───── Exercise material ─────
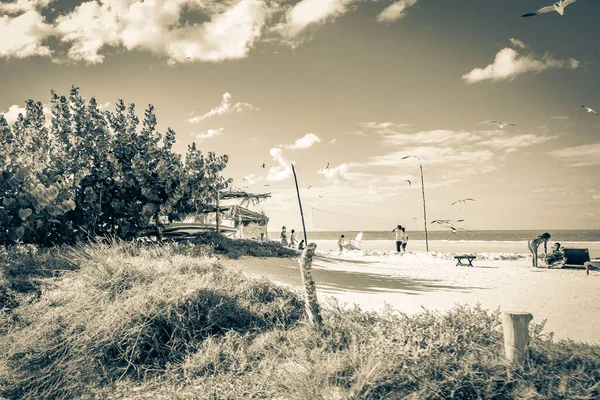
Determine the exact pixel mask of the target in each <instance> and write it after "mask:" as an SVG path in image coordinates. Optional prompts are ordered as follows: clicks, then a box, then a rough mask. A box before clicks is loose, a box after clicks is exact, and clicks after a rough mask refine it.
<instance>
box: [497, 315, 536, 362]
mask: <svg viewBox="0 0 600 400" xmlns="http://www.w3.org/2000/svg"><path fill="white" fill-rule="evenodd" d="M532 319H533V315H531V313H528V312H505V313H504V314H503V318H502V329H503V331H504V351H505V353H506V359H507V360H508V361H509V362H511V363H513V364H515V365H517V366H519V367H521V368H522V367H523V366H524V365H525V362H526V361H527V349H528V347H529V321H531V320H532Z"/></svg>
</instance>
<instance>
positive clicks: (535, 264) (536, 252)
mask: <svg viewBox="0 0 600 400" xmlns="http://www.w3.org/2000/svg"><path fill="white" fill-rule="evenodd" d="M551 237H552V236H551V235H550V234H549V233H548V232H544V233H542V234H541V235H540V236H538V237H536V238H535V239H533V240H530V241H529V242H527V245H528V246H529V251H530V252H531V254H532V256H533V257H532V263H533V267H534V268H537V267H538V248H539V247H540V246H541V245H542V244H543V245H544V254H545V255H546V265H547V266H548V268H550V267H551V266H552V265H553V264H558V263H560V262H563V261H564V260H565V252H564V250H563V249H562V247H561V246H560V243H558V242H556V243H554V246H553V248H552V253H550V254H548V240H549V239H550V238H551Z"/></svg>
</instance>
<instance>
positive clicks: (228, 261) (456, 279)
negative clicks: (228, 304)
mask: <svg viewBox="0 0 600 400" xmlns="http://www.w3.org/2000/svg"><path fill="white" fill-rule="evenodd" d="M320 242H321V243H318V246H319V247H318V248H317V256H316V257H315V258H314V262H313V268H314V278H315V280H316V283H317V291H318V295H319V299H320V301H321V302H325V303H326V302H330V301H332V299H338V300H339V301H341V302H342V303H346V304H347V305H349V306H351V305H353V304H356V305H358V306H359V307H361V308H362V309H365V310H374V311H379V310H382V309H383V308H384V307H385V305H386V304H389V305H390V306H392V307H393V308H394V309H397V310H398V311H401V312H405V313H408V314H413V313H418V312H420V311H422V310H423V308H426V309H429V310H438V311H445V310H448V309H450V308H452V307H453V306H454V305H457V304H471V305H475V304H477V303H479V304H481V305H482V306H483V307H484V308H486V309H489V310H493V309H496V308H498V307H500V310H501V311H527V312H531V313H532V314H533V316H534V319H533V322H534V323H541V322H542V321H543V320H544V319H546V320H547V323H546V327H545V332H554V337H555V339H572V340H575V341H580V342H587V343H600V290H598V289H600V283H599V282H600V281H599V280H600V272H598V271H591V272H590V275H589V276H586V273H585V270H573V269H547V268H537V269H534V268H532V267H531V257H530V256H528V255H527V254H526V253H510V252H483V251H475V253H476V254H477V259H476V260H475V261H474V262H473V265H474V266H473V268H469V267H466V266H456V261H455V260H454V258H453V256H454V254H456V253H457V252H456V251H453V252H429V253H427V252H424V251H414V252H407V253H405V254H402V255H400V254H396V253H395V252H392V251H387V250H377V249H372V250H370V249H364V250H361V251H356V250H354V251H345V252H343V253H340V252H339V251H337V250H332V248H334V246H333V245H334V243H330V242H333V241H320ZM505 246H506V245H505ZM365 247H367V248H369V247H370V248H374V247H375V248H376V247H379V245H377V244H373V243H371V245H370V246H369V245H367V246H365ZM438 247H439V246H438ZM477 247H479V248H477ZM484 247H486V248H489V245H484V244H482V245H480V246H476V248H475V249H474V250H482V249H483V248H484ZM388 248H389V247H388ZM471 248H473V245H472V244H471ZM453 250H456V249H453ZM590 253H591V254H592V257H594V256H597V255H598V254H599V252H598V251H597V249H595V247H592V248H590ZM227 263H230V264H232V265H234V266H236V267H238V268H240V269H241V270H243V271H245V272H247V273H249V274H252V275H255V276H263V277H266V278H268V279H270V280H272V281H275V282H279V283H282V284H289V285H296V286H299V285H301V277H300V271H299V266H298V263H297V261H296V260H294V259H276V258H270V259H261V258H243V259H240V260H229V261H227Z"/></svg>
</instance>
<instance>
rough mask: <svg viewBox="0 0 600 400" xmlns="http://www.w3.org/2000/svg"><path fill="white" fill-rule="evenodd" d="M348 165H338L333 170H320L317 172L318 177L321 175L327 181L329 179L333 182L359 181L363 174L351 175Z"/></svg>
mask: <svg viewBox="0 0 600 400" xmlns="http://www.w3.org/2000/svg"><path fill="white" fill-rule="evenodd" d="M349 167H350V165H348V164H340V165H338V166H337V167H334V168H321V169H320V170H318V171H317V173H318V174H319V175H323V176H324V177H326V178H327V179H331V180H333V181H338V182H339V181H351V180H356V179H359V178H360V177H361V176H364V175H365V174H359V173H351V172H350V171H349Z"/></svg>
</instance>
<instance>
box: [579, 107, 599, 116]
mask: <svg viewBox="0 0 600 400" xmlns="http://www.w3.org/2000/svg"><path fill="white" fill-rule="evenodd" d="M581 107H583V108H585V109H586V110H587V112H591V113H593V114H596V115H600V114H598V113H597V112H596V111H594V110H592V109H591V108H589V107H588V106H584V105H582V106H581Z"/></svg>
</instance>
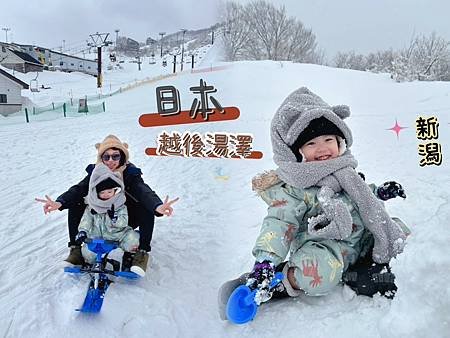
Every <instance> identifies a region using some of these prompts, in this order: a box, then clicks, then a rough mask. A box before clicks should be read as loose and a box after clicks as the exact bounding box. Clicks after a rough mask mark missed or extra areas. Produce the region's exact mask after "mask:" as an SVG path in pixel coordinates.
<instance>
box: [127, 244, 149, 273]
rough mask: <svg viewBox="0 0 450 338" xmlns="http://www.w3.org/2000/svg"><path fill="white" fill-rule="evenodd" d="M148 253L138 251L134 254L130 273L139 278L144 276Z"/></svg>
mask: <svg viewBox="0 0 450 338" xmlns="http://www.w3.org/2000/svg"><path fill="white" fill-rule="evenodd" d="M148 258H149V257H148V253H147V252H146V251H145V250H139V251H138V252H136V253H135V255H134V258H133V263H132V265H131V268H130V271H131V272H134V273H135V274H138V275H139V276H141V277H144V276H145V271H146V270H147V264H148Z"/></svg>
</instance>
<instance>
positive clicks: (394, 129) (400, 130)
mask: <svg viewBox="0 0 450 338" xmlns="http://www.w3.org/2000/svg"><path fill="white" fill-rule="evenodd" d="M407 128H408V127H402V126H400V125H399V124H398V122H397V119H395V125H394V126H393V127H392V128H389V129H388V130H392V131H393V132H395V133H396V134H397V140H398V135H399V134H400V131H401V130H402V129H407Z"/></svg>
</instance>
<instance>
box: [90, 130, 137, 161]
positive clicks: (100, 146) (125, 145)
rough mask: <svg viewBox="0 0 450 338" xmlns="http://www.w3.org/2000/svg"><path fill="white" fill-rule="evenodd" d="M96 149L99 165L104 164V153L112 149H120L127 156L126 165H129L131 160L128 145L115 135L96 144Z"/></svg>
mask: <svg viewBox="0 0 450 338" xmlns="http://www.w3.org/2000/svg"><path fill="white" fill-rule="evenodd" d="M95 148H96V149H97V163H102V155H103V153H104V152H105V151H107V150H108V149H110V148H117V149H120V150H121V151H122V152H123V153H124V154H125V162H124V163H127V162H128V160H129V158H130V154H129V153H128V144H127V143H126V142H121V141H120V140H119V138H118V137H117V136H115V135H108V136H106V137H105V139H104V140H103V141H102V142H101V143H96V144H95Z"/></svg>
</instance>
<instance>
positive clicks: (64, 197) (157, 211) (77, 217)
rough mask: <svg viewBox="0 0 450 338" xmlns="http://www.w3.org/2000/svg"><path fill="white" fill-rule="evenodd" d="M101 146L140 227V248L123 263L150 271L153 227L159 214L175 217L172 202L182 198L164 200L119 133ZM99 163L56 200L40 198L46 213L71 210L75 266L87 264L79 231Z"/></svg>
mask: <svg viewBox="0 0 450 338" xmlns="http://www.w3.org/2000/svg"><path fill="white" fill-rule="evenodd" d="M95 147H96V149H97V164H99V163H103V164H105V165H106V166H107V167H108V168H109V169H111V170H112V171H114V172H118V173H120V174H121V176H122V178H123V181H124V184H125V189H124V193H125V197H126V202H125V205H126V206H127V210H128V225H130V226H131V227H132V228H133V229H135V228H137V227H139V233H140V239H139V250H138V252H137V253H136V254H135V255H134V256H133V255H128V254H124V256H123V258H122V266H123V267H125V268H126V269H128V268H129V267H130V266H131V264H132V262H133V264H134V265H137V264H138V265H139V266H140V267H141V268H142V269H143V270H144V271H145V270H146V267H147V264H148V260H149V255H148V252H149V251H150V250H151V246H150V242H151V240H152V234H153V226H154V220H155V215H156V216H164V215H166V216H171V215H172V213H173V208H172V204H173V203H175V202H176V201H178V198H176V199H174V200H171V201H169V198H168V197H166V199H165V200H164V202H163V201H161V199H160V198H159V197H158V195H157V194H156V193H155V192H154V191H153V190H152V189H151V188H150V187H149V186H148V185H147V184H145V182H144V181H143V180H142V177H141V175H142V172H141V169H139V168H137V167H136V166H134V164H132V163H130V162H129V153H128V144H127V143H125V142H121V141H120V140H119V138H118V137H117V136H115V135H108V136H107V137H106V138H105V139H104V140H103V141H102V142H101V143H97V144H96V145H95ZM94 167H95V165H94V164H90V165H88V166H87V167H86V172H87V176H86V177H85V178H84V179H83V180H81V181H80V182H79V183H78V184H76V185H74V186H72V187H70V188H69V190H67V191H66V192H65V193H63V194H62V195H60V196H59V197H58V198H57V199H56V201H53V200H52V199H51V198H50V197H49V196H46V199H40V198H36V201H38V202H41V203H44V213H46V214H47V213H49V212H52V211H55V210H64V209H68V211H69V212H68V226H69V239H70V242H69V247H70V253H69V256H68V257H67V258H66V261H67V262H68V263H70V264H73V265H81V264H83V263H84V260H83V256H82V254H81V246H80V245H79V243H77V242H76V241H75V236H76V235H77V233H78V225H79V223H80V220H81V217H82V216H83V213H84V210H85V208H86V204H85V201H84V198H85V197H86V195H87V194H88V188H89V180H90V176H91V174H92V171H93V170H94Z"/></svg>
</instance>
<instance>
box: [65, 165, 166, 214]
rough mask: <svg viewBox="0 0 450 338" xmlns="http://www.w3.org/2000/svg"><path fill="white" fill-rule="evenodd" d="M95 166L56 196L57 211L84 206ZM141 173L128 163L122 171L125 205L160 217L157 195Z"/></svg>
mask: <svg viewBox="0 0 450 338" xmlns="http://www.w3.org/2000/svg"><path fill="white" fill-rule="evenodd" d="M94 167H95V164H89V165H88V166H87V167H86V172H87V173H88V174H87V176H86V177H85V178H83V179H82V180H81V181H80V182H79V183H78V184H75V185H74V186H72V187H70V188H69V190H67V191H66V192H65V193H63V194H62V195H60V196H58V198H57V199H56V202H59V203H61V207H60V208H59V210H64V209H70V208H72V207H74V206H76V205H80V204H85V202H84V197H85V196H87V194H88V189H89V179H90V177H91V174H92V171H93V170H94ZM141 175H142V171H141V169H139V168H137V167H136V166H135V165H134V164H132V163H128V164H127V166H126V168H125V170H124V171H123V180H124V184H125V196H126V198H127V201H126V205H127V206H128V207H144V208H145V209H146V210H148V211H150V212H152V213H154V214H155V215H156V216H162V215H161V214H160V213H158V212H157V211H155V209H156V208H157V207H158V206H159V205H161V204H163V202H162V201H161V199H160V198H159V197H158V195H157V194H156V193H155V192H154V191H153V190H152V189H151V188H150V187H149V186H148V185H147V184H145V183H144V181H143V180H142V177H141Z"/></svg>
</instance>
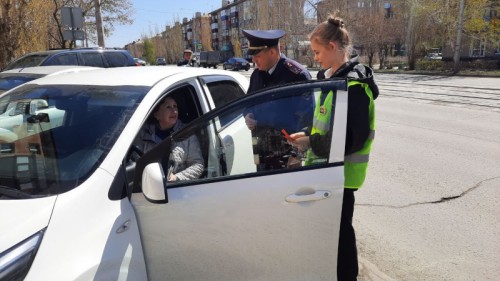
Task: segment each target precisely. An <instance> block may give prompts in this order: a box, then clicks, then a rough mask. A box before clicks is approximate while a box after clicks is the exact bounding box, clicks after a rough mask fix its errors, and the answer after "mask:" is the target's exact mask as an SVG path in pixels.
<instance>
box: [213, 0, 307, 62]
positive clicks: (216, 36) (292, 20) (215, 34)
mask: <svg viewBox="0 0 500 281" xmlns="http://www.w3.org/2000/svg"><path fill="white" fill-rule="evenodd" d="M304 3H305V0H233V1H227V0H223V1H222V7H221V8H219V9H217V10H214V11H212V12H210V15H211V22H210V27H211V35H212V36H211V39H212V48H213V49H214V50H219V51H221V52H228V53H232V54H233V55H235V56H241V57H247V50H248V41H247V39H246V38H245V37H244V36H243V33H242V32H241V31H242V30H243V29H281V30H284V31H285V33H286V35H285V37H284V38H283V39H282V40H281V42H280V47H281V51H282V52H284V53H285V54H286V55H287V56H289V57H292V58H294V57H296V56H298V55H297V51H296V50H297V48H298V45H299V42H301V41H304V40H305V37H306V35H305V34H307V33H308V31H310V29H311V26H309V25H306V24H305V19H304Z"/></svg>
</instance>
─────
_What the task asks:_ Please reproduce exactly and only the lines from the first line of the records through the line containing "positive clicks: (228, 261) (456, 279)", both included, omitting any pictures.

_Output below:_
Determine the exact pixel mask of the target in each <instance> and write it after "mask:" as an SVG path in image coordinates. Optional prompts are ordered as follows: clicks, then a box, then a rough mask. A box before clicks is loose, a box after clicks is exact, and clicks after a rough mask refine it.
<instance>
box: [497, 315, 536, 362]
mask: <svg viewBox="0 0 600 400" xmlns="http://www.w3.org/2000/svg"><path fill="white" fill-rule="evenodd" d="M532 319H533V315H531V313H528V312H505V313H504V314H503V318H502V329H503V331H504V351H505V353H506V359H507V360H508V361H509V362H511V363H513V364H515V365H517V366H519V367H521V368H522V367H523V366H524V365H525V362H526V361H527V349H528V347H529V321H531V320H532Z"/></svg>
</instance>
<instance>
positive clicks: (535, 264) (536, 252)
mask: <svg viewBox="0 0 600 400" xmlns="http://www.w3.org/2000/svg"><path fill="white" fill-rule="evenodd" d="M551 237H552V236H551V235H550V234H549V233H548V232H544V233H542V234H541V235H540V236H538V237H536V238H535V239H533V240H530V241H529V242H527V245H528V246H529V251H530V252H531V254H532V256H533V257H532V263H533V267H534V268H537V267H538V248H539V247H540V246H541V245H542V244H543V245H544V254H545V255H546V265H547V266H548V268H550V267H551V266H552V265H553V264H558V263H560V262H563V261H564V260H565V252H564V250H563V249H562V247H561V246H560V243H558V242H556V243H554V246H553V248H552V253H550V254H548V240H549V239H550V238H551Z"/></svg>
</instance>
<instance>
positive clicks: (228, 261) (456, 279)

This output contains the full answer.